AIM OF THE EXERCISE
Render all of the data below as a numbered list, leaving out any blank lines.

— start of RECORDS TO PROCESS —

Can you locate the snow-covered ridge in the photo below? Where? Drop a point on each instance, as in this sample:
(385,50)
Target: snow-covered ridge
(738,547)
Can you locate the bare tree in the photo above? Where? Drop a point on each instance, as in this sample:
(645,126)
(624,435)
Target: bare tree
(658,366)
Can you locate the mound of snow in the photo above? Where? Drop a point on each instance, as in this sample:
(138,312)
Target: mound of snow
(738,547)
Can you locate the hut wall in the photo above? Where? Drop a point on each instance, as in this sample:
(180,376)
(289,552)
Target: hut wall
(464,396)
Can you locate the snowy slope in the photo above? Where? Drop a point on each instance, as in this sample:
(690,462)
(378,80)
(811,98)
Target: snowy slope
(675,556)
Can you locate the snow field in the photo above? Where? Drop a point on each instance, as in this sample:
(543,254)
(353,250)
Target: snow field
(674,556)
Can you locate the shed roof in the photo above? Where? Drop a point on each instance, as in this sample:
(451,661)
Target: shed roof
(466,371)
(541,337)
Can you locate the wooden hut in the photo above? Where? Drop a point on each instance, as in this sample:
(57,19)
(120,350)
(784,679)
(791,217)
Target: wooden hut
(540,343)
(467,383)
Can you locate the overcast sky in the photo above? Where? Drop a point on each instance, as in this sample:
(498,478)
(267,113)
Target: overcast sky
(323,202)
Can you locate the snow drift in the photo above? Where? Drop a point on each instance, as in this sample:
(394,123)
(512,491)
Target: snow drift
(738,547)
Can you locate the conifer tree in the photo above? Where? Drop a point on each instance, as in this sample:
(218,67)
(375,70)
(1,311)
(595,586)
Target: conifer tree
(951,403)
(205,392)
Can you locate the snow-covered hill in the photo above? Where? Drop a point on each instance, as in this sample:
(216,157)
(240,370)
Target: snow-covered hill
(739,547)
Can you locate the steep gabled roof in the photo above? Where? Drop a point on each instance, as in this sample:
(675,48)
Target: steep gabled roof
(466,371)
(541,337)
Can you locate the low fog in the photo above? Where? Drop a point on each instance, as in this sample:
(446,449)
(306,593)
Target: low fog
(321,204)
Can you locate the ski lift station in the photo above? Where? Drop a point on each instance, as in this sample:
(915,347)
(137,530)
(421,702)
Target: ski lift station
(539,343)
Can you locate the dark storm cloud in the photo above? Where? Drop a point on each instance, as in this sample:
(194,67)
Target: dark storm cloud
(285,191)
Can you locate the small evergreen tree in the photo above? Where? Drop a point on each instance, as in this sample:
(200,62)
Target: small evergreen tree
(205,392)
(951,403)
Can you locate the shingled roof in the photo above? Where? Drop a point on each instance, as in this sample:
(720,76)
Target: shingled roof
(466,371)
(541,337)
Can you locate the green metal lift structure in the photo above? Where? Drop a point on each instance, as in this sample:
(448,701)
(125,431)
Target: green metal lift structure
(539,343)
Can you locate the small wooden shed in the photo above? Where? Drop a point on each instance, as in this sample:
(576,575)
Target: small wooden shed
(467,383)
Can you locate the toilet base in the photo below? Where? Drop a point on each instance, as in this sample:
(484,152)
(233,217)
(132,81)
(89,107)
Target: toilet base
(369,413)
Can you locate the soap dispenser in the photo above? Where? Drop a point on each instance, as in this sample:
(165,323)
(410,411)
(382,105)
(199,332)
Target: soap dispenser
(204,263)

— end of RECORDS TO PROCESS —

RESPONSE
1. Can you locate the snow-covered ridge in the photo below? Where? Drop a point on each instance, as in this sample:
2. (385,50)
3. Target: snow-covered ridge
4. (738,547)
5. Can you locate the bare tree in the photo above? Where? Drop a point on each instance, as in this sample:
6. (645,126)
7. (624,435)
8. Target: bare tree
9. (658,366)
10. Can you locate the mound of snow in the photo above? Where? Drop a point on each instance, as in this sample:
11. (138,312)
12. Target: mound of snow
13. (738,547)
14. Can you locate the hut wall in the photo above? Where? Drop a point on each instance, as in this sample:
15. (180,376)
16. (289,552)
17. Target: hut wall
18. (464,396)
19. Can you locate the snowy slope in the photo above? Where? Drop a point on each instance, as in this sample:
20. (690,462)
21. (378,80)
22. (811,98)
23. Target: snowy slope
24. (675,556)
25. Can you locate the snow field in the photo above? Where? Drop a point on each instance, as in this sample:
26. (543,254)
27. (353,250)
28. Target: snow field
29. (674,556)
30. Can you locate the shed roof in the photo above? Where? Drop a point on each instance, as in this sample:
31. (451,661)
32. Target: shed roof
33. (466,371)
34. (541,337)
35. Can you locate the wooden hut in the photo above? Where? Drop a point on each instance, as in this sample:
36. (57,19)
37. (120,350)
38. (784,679)
39. (791,217)
40. Target: wooden hut
41. (540,343)
42. (467,383)
43. Can you locate the overcast sky in the photo above? Where? Drop a point on each instance, as in this sample:
44. (498,478)
45. (267,113)
46. Target: overcast sky
47. (323,202)
48. Can you locate the snow drift in the photo above? Where? Drop a point on each instance, as in this sample:
49. (394,123)
50. (512,491)
51. Target: snow drift
52. (738,547)
53. Can you locate the conifer tree in the photo above? Where? Drop a point on each instance, as in this sample:
54. (218,67)
55. (375,70)
56. (1,311)
57. (595,586)
58. Target: conifer tree
59. (951,403)
60. (205,392)
61. Can you locate the snow-covered hill in the photo above? Where? Drop a point on each instance, as in this sample:
62. (216,157)
63. (240,370)
64. Target: snow-covered hill
65. (739,547)
66. Can you locate the steep gabled roof in the photo above? Where? Drop a point on each instance, as in this sample:
67. (675,48)
68. Target: steep gabled roof
69. (466,371)
70. (541,337)
71. Can you locate the low fog in the photo above? Where? Drop a point on each instance, as in this sample:
72. (446,449)
73. (306,593)
74. Target: low fog
75. (321,204)
76. Can you locate the ski lift station in the photo above? Where? Drop a point on each instance, as in this sample:
77. (915,347)
78. (137,530)
79. (421,702)
80. Target: ski lift station
81. (539,343)
82. Can you locate the dark storm cloud in the photo above? Where? Drop a point on each instance, as in this sample:
83. (194,67)
84. Target: dark storm cloud
85. (285,191)
86. Can you locate the small evergreen tree in the photo above? Where? Drop a point on each instance, as in this sample:
87. (200,62)
88. Target: small evergreen tree
89. (205,392)
90. (951,403)
91. Can you locate the shingled roof in the photo above? Where? Drop a point on each instance, as in this sample:
92. (720,76)
93. Target: shingled roof
94. (466,371)
95. (541,337)
96. Can you locate the green metal lift structure in the photo above? Where? Drop a point on each instance, as in this sample:
97. (448,701)
98. (125,431)
99. Target: green metal lift structure
100. (539,343)
101. Can you locate the small wooden shed in the photo above? Where? Drop a point on each instance, as in this sample:
102. (576,575)
103. Target: small wooden shed
104. (467,383)
105. Can you locate the toilet base in the photo below? Where? Drop a point on each instance, as in this sample:
106. (484,152)
107. (233,217)
108. (132,81)
109. (89,107)
110. Target: toilet base
111. (369,413)
112. Can you locate the soap dispenser in the photo above? Where? Drop a point on each instance, as in this sample:
113. (165,323)
114. (410,411)
115. (382,105)
116. (199,332)
117. Target: soap dispenser
118. (204,263)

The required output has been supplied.